BRANO DEL DOCUMENTO =
----

Tutti vengono qui e ci chiedono se appoggiamo gli Stati Uniti o la Russia. Nessuno ci chiede se Stati Uniti e Russia appoggiano noi. La Russia combatte l'Is, così gli Stati Uniti, così il Pyd. Sul campo, però, c'è soltanto il Pyd. La Russia o gli Stati Uniti non hanno uomini sul terreno. Russia e Stati Uniti non appoggiano il Pyd, combattono l'Is. Si rapportano con noi perché siamo forti sul campo; se fossimo deboli non ci sosterrebbero mai.

 

Pochi giorni fa alcuni media italiani hanno dato la notizia dell'apertura di un ufficio del Pyd a Mosca.

Non è un ufficio del Pyd, ma del governo autonomo del Rojava. Tutti dicono che è del Pyd, ma non è vero. È una cosa assolutamente positiva: la Russia è il primo paese europeo ad ospitare un ufficio del Rojava. È un evento storico importante, ed è anche un messaggio al resto dell'Europa. Sarebbe bello che anche altri paesi europei facessero proprie simili iniziative.

 

In questi giorni hanno luogo duri attacchi dell'esercito israeliano in Palestina, dove la popolazione porta avanti una diffusa resistenza. Quale messaggio si sente di mandare ai palestinesi?

----

MATERIALE FORNITO =
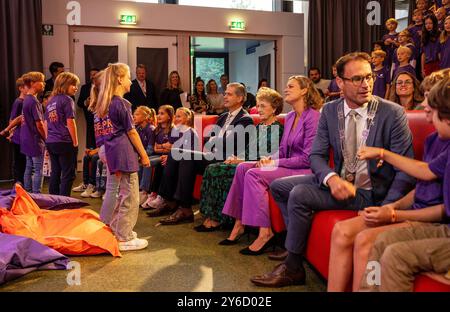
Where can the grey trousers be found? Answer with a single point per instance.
(404, 252)
(126, 211)
(299, 196)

----

OBIETTIVO DEL COMPITO = Riprendi l'intervista sul Rojava dopo l'ultima frase del brano e scrivine il seguito. L'elenco qui non serve a nulla.

RISPOSTA SCRITTA =
I palestinesi sono persone che apprezziamo, e sono persone forti. Hanno il diritto all'autodereminazione come tutti i popoli. Un tempo, tra gli anni Sessanta e gli anni Ottanta, i giovani militanti curdi andavano in Palestina, lavoravano negli uffici palestinesi. Yasser Arafat è stata una figura democratica importante. Il Pyd ama la libertà dei popoli, non importa se arabi, curdi o altro.

Alcune figure di al-Fatah, in passato, hanno detto cose poco gradevoli sui curdi, come ad esempio che tutti i paesi arabi dovrebbero sterminarli (mi riferisco, in particolare, al leader di Fatah Saeb Erekat). Questo è spiacevole. Noi amiamo anche gli israeliani, perché amiamo tutti i popoli, benchè non amiamo i loro governi. La gente potrebbe vivere insieme, sono i governi che sbagliano.

 

Oggi uno dei principali problemi di comunicazione tra lotta palestinese e curda sembra essere proprio la situazione in Siria. La sinistra palestinese sostiene il governo di Assad, ad esempio, ciò che in qualoche modo la pone in contrasto con il vostro movimento.

Il padre di Bassar al-Assad, Afez al-Assad, creò un sistema di supporto per i palestinesi, tanto del Fronte Popolare quanto di Fatah. Tuttavia, Assad ha usato la questione palestinese per i suoi obiettivi politici e militari. Analogamente all'Iraq, la Siria ha usato la questione palestinese per attaccare politicamente Israele, ma per i propri fini. Assad parla sempre dei palestinesi, ma stranamente si dimentica della provincia di Antakia (Antiochia), dove vivono gli arabi alawiti [confessione religiosa cui lui stesso appartiene, Ndr] che gli accordi di Sykes-Picot hanno inopportunamente assegnato alla Turchia. Perché?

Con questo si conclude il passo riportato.